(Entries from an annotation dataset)
----------------

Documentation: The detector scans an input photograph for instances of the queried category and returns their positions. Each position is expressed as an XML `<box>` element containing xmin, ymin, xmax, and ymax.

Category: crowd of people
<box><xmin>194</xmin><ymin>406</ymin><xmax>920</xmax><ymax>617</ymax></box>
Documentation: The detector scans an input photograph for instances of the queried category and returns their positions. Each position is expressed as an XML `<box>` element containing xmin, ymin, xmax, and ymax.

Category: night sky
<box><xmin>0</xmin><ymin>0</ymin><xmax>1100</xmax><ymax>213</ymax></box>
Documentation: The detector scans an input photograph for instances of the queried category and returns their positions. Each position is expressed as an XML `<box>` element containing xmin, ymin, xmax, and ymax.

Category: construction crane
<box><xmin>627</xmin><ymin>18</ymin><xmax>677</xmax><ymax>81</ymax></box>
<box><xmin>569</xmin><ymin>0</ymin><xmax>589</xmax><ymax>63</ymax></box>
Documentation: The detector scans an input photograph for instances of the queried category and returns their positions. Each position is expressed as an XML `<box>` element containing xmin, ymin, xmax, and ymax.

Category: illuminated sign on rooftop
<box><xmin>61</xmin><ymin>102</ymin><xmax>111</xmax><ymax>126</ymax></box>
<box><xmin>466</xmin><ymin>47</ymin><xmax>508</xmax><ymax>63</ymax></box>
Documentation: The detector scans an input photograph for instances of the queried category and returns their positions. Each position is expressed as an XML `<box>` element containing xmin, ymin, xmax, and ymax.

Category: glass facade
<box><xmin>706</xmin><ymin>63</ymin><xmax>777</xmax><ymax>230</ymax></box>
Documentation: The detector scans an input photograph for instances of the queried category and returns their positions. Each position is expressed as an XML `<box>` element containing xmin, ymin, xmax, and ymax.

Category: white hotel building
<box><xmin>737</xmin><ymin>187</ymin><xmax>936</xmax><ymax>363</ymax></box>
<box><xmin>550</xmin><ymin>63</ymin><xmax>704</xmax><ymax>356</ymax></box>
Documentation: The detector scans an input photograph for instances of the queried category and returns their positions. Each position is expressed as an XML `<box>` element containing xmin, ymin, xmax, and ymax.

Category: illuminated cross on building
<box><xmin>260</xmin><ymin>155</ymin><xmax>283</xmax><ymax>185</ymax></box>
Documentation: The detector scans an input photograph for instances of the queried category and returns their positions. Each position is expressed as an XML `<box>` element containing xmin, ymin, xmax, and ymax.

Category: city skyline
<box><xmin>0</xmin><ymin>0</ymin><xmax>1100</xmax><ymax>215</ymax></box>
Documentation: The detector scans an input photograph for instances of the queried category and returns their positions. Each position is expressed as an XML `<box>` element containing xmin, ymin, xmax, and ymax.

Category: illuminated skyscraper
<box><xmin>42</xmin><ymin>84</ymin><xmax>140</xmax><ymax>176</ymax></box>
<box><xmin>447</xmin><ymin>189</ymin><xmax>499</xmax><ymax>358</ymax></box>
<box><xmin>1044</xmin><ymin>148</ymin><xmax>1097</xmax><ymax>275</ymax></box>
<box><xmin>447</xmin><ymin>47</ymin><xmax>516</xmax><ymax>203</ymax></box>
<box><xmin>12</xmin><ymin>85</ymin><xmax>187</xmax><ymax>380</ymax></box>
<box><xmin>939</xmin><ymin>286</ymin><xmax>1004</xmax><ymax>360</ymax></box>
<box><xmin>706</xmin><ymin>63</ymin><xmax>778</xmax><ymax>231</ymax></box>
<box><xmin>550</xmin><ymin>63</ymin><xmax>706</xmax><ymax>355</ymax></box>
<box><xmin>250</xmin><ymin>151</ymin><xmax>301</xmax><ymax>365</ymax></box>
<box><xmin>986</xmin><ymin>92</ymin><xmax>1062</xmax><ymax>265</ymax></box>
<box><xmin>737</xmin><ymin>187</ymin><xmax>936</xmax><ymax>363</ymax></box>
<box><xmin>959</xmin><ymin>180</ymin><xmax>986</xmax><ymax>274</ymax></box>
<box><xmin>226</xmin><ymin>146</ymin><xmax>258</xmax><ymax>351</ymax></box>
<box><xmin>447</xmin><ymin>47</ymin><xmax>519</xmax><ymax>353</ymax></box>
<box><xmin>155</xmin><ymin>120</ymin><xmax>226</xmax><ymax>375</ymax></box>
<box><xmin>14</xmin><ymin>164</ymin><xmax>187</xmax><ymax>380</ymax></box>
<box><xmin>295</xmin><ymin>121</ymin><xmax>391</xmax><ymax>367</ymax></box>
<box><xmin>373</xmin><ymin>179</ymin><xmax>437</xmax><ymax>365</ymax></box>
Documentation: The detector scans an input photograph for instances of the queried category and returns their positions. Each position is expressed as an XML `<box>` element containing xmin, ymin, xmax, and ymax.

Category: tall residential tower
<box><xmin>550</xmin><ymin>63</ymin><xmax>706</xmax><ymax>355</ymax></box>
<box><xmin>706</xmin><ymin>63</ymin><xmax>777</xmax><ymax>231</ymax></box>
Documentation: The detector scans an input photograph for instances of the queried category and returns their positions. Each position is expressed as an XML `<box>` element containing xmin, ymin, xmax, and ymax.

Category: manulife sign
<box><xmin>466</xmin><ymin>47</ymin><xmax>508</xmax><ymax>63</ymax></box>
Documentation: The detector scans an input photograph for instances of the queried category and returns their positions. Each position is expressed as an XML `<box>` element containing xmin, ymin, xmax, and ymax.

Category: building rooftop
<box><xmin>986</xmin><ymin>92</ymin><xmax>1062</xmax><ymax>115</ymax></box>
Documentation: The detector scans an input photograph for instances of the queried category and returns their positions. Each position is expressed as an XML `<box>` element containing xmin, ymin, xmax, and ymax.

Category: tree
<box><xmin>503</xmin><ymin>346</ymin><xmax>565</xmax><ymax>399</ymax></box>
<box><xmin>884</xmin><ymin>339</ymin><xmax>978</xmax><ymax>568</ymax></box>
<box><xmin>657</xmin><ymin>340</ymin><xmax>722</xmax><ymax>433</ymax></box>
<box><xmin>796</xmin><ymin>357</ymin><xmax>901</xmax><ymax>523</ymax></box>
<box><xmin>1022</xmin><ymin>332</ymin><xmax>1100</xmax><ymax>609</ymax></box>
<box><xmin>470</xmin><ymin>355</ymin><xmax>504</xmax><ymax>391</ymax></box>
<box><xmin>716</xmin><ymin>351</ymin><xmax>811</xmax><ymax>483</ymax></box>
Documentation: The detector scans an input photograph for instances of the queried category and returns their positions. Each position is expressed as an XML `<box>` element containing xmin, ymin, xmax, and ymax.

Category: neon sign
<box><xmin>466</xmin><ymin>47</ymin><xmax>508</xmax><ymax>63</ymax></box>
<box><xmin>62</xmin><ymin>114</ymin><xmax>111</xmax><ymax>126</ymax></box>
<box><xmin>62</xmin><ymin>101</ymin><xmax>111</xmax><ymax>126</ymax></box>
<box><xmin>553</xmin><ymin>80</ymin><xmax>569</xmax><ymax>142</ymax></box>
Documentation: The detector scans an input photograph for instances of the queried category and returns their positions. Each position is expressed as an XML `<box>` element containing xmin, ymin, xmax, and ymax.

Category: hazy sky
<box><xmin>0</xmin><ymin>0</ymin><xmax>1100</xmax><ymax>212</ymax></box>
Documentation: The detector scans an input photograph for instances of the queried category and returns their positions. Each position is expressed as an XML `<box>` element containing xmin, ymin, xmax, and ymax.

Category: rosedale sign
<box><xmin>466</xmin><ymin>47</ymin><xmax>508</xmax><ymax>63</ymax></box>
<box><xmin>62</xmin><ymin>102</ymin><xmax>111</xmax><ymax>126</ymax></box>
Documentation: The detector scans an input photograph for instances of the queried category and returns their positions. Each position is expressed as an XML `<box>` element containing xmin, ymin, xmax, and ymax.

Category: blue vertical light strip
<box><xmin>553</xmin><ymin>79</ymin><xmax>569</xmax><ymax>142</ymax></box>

----------------

» **The problem**:
List each line of the items above that contains the word "illuminated". Treat uppercase and lowercase as different.

» **Final result**:
Category: illuminated sign on rooftop
Category: illuminated cross on building
Category: illuminated skyscraper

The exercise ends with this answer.